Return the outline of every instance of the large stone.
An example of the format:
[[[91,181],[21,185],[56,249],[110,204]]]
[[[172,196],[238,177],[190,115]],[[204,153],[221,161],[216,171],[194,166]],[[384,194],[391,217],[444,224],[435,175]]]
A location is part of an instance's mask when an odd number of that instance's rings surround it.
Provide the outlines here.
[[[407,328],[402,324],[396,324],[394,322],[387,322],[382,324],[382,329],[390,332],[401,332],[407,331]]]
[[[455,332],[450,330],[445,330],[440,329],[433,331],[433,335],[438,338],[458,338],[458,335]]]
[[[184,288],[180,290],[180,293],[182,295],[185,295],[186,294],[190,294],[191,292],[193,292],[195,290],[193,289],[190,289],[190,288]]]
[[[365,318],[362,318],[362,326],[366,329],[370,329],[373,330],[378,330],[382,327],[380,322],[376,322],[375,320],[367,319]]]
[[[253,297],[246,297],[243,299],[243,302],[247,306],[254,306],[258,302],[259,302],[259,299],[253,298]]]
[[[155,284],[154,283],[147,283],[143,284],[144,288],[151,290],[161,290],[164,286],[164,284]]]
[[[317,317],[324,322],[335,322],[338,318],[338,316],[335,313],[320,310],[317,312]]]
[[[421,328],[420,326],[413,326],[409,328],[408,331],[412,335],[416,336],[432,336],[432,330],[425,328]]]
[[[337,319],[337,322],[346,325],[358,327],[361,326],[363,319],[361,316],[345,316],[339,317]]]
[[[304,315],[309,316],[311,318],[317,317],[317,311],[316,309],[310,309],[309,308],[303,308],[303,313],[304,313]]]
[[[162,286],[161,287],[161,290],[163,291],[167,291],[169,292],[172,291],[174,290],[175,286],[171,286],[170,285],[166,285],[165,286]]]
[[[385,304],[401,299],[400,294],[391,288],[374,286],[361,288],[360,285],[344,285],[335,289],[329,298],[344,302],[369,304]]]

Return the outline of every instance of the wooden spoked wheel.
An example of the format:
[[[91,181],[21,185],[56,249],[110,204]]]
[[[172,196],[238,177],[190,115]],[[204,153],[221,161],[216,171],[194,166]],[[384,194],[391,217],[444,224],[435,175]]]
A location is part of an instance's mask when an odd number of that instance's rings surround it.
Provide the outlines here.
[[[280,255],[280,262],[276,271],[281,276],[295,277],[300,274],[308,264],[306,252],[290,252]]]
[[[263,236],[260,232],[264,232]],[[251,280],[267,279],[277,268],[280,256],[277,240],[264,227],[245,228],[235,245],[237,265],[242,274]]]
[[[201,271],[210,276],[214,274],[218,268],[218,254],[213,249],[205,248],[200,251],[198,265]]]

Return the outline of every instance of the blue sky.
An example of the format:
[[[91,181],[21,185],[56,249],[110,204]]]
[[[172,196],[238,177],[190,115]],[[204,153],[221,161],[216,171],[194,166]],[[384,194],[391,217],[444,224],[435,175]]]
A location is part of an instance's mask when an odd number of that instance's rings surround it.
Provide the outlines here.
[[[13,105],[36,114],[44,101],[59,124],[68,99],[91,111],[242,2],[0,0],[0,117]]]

---

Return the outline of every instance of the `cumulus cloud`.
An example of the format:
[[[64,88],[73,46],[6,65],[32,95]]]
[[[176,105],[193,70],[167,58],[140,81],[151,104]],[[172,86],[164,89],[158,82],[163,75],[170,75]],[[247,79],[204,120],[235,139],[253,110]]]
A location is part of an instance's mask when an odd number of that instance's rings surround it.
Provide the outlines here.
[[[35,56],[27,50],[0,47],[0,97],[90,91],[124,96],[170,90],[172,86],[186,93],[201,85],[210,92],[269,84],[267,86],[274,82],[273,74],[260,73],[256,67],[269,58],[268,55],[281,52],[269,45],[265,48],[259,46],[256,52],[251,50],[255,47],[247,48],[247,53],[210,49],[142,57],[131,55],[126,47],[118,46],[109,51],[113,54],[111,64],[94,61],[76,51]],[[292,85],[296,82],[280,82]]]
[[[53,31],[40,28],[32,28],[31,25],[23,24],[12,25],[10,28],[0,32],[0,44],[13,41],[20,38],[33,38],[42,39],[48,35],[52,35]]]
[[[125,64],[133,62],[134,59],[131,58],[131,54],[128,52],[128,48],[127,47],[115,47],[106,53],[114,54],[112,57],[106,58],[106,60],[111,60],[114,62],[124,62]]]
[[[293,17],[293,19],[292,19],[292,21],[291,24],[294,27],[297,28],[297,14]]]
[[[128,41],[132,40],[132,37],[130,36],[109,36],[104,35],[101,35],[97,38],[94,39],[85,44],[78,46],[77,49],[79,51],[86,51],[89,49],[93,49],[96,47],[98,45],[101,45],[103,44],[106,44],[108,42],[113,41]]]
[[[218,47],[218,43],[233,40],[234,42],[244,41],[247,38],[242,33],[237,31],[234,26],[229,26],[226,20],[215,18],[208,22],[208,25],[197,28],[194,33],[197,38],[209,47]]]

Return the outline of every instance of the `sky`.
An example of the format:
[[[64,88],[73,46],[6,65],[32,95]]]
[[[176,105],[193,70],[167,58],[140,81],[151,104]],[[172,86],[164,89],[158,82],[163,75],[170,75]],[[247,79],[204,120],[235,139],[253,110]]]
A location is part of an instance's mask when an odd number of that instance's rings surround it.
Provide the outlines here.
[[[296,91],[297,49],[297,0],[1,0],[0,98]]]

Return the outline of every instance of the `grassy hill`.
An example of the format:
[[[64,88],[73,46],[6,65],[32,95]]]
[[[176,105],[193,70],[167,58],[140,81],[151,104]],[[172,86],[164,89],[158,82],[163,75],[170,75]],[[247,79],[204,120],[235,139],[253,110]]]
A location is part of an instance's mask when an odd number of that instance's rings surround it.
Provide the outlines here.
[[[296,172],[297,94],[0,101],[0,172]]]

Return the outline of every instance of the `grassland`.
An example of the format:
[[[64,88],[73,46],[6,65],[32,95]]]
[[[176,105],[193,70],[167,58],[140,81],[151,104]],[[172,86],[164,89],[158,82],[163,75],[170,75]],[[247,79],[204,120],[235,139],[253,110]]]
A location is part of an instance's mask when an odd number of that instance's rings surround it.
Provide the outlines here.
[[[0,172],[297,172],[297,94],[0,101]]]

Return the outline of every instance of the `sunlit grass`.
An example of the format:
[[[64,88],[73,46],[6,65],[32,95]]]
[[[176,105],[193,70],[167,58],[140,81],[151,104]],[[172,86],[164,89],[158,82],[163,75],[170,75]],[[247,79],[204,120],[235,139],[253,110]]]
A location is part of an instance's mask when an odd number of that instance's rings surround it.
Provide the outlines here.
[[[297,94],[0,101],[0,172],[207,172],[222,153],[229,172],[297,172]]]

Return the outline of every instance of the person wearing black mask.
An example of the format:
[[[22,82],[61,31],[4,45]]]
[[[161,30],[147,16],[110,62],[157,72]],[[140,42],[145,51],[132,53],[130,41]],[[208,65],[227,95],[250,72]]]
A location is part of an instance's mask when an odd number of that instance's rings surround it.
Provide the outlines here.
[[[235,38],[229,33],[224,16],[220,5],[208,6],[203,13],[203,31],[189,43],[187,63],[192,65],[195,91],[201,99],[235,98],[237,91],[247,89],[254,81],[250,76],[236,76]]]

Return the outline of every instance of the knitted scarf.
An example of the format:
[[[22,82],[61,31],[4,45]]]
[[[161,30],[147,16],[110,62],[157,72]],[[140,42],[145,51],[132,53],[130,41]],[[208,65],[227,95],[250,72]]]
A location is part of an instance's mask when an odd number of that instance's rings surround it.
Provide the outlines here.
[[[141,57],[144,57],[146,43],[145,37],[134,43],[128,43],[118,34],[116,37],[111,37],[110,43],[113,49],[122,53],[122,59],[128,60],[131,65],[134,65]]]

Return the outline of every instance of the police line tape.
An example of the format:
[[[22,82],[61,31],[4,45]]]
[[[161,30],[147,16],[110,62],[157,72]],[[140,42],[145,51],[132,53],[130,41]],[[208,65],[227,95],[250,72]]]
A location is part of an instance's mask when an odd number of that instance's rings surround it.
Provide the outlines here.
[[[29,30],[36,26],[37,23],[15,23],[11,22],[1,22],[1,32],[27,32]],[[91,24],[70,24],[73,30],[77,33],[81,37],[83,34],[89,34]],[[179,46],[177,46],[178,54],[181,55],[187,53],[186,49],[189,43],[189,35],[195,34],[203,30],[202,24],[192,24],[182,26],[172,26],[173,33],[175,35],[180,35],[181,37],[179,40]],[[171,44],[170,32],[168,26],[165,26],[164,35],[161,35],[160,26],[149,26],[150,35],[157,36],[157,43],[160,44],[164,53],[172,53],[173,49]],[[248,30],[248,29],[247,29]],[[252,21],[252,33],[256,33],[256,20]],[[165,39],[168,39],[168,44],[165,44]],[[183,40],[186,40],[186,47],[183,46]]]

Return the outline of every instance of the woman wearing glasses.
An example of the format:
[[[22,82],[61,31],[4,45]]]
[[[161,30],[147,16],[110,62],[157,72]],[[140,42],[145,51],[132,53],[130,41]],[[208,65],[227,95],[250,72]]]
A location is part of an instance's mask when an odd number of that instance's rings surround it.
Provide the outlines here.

...

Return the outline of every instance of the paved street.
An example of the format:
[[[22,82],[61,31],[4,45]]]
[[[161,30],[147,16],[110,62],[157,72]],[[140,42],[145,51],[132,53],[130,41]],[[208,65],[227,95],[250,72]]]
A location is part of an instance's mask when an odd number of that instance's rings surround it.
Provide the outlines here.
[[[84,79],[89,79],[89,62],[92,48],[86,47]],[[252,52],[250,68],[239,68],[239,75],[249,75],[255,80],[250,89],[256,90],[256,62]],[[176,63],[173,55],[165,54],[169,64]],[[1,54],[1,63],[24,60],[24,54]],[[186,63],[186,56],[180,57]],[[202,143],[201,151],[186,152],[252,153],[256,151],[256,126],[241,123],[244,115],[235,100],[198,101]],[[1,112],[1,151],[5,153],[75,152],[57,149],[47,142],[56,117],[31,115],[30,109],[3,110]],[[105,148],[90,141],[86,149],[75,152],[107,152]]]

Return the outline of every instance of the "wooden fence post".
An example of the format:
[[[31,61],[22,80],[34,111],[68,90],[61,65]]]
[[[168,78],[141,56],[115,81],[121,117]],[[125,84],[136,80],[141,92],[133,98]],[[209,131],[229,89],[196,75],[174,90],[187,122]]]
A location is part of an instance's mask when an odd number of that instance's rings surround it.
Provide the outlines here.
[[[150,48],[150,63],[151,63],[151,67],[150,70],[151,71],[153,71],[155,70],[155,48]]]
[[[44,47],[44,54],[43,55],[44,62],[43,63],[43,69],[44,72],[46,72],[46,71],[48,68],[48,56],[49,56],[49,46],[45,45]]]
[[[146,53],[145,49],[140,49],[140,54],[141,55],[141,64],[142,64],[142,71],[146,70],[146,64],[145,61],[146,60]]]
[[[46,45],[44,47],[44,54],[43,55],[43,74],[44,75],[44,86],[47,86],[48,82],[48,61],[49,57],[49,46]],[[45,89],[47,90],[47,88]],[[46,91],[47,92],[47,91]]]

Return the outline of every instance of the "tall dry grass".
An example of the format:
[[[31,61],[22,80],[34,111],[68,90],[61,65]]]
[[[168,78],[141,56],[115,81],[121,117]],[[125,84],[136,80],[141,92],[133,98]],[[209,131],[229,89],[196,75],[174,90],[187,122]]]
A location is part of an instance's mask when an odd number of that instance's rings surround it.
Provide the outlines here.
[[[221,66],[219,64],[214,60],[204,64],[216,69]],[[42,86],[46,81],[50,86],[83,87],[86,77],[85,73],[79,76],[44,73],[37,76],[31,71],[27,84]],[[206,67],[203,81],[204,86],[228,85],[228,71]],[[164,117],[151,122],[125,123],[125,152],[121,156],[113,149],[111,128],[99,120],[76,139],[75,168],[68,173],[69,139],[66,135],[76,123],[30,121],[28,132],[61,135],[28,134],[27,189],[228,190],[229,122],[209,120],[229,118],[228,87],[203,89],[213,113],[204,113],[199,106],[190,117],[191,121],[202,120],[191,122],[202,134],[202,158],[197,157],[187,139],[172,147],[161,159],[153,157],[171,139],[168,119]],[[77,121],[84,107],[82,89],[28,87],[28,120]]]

## DIRECTIONS
Gather every line in the rows above that contains the word "wearing", and copy each of those lines in full.

## SOLUTION TO THIS EXERCISE
Return the outline of every instance of the person wearing black mask.
Return the outline of every instance of the woman wearing glasses.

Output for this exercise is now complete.